Data to examine >>
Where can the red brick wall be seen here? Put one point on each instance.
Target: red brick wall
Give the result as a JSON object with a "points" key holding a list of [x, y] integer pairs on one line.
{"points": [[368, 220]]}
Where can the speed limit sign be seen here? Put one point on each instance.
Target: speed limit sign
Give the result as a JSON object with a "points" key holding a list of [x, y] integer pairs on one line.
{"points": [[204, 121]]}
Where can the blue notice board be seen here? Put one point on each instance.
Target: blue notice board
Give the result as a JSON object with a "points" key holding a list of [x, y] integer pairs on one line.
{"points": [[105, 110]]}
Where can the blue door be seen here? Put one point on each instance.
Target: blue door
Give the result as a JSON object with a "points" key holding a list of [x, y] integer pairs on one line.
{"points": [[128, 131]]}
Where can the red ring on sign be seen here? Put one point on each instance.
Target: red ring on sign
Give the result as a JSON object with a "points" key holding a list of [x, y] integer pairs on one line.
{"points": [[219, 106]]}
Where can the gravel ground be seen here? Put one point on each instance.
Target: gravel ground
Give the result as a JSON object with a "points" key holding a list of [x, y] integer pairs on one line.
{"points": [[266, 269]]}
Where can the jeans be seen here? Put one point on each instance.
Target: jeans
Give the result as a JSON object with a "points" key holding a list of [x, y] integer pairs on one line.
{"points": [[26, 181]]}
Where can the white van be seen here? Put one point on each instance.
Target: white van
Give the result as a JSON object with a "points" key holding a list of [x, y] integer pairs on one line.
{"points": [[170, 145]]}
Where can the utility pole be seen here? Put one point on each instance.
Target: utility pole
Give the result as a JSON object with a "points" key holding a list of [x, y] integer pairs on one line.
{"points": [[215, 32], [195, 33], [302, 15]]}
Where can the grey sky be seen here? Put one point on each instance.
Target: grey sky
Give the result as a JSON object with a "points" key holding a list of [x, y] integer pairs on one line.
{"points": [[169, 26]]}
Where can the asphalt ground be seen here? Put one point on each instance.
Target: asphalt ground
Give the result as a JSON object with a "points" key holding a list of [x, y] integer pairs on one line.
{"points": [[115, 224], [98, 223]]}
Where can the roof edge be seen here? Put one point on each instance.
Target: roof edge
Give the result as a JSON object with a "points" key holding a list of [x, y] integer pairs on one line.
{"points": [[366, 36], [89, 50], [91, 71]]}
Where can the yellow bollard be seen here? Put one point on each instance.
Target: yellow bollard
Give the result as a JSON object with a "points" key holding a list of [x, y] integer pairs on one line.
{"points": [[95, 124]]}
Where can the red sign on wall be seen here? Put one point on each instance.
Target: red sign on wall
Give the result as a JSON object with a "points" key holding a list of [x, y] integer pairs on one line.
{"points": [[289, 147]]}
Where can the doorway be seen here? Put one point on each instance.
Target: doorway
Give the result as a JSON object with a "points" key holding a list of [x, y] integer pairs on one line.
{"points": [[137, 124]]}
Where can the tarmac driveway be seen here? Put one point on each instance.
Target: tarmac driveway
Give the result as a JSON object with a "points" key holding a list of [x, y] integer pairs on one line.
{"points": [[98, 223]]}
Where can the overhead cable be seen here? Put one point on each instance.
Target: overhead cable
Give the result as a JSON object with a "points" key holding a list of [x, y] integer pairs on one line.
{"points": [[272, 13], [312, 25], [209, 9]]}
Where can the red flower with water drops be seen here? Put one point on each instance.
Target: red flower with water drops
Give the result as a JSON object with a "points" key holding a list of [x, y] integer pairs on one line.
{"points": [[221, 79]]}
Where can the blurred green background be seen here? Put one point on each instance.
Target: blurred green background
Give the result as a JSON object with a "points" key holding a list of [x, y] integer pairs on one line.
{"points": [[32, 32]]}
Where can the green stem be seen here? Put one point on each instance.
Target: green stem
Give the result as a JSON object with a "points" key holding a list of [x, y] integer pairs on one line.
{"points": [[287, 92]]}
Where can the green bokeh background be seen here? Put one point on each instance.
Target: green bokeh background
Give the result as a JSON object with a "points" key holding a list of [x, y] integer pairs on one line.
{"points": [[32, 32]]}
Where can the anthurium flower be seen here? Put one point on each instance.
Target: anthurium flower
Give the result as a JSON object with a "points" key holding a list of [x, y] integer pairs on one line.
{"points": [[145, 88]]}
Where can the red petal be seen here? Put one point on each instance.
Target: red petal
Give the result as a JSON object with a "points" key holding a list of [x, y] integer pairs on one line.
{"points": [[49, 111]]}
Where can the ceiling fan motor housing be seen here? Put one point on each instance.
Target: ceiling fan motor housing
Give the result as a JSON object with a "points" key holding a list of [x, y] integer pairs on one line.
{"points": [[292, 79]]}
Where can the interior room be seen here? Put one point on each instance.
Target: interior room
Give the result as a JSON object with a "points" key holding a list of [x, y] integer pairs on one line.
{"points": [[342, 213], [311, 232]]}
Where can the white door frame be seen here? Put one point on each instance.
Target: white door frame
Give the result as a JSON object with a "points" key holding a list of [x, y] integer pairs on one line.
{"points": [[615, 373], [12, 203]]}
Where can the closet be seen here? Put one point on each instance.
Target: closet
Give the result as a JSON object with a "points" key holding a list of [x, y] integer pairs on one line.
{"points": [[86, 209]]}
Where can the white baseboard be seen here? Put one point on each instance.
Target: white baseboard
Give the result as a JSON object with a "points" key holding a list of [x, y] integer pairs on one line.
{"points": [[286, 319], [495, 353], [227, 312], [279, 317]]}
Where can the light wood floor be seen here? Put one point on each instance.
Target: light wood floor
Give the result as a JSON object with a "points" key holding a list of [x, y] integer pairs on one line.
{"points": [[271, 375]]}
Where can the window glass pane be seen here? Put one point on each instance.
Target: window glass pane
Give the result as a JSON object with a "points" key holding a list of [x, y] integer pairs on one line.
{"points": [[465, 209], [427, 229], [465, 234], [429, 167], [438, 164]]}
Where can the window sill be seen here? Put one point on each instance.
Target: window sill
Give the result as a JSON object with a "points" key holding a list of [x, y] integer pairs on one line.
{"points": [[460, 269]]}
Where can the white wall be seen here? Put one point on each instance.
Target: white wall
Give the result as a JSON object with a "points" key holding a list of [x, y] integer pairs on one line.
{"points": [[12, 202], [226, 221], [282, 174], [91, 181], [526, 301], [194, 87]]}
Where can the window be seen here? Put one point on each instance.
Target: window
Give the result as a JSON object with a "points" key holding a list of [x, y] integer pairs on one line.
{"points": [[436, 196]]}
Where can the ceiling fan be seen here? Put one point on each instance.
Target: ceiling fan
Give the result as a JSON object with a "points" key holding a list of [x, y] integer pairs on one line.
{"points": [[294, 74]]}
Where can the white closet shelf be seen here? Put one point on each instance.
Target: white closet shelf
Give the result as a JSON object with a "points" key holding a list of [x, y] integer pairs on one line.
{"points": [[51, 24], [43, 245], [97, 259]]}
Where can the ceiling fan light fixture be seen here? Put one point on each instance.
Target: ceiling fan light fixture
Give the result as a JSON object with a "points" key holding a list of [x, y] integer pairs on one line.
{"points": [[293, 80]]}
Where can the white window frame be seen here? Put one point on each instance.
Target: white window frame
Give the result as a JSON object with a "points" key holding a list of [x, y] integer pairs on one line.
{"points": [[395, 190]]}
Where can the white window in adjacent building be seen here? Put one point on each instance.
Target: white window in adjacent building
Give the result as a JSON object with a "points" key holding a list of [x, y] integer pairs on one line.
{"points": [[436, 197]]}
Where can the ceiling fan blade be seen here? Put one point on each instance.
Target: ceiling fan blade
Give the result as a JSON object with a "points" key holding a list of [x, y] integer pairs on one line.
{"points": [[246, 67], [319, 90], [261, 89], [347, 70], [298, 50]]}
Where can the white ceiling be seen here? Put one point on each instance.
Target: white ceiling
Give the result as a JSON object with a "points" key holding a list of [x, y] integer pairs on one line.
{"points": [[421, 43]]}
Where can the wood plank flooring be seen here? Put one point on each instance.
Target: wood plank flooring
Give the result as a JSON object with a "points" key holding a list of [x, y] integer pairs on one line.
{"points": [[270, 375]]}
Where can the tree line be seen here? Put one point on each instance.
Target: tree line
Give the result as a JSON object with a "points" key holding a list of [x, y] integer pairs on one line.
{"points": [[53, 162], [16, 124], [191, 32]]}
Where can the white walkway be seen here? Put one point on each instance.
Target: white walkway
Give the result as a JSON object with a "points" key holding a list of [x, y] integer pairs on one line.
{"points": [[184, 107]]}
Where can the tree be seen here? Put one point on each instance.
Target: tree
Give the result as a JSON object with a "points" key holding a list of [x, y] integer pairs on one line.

Work order >>
Say how many lines in the records hold "edge", with the number as the whole reply.

Response to the task >>
2